━━━ Provided text ━━━

The Delhi High Court on Tuesday asked the Centre and Hindustan Aeronautics Limited to pay Rs 55 lakh as compensation to an Indian Air Force pilot who was injured in a MiG-21 crash in 2005. While the government will pay Rs 5 lakh, the state-run aeronautics firm will have to shell out Rs 50 lakh to Wing Commander Sanjeet Singh Kaila within four weeks, reported PTI.

The bench of Justices S Ravindra Bhat and Deepa Sharma said Kaila was exposed to “unreasonable risk” because of the manufacturing defect of the fighter jet that had led to the crash. The court was hearing a petition filed by Kaila, who is now a wing commander in Nashik. He had sought compensation for “violation of his fundamental right to life, especially the right to work in a safe environment”.

Apart from compensation, Kaila had also demanded a formal apology and asked the court to issue guidelines to the manufacturing company to avoid such incidents in the future. He had moved the High Court in 2013.

This is the first time that a crash survivor has asked for redressal from the government, according to PTI. The Russian fighter jets are infamous for inherent defects and the poor workmanship at HAL’s facilities only makes things worse. The fight jet has often been referred to as the “Flying Coffin”.

Kaila met with the accident, which left him with cervicalgia and disc bulges of the vertebrae, during a regular exercise on January 4, 2005. After thorough medical examination, he was deemed unfit for flying and even day-to-day activities.

In his petition Kaila recounts the incident and gives a vivid description of what had happened. Kaila said he started experiencing a drift to the left minutes after take-off. Simultaneously, there was a fire at the rear end of the jet. “Assessing the emergency, the petitioner promptly carried out all the essential directives and got the tyres of the aircraft down for a landing,” he said in this plea. “Despite a near-complete engine/control failure and at grave risk to his own life, the petitioner continued to stay put in an almost uncontrollable aircraft so as to steer it away to safety from a nearby village...To save human life, the petitioner ejected only seconds before the crash of the aircraft.”

━━━ Data provided ━━━

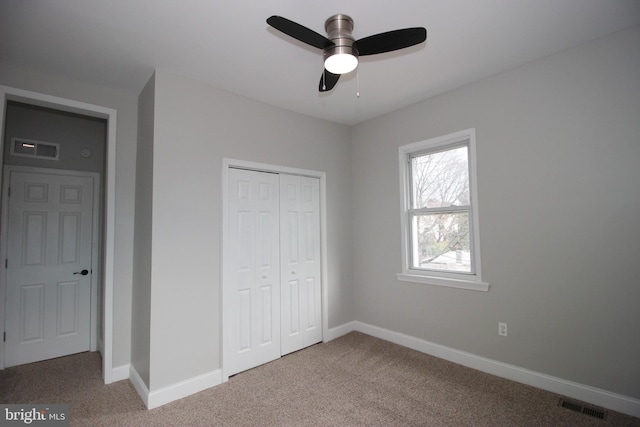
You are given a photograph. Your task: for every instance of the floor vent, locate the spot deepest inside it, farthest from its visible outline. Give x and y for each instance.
(592, 412)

━━━

Requirement: In the report on the MiG-21 crash ruling, why did Kaila stay in the failing aircraft and eject only seconds before it crashed? Answer in one to three sentences. The listing is separate material, unrelated to the report on the MiG-21 crash ruling.

Written answer: Kaila stayed in the nearly uncontrollable aircraft to steer it away from a nearby village. He ejected only seconds before the crash to save human life.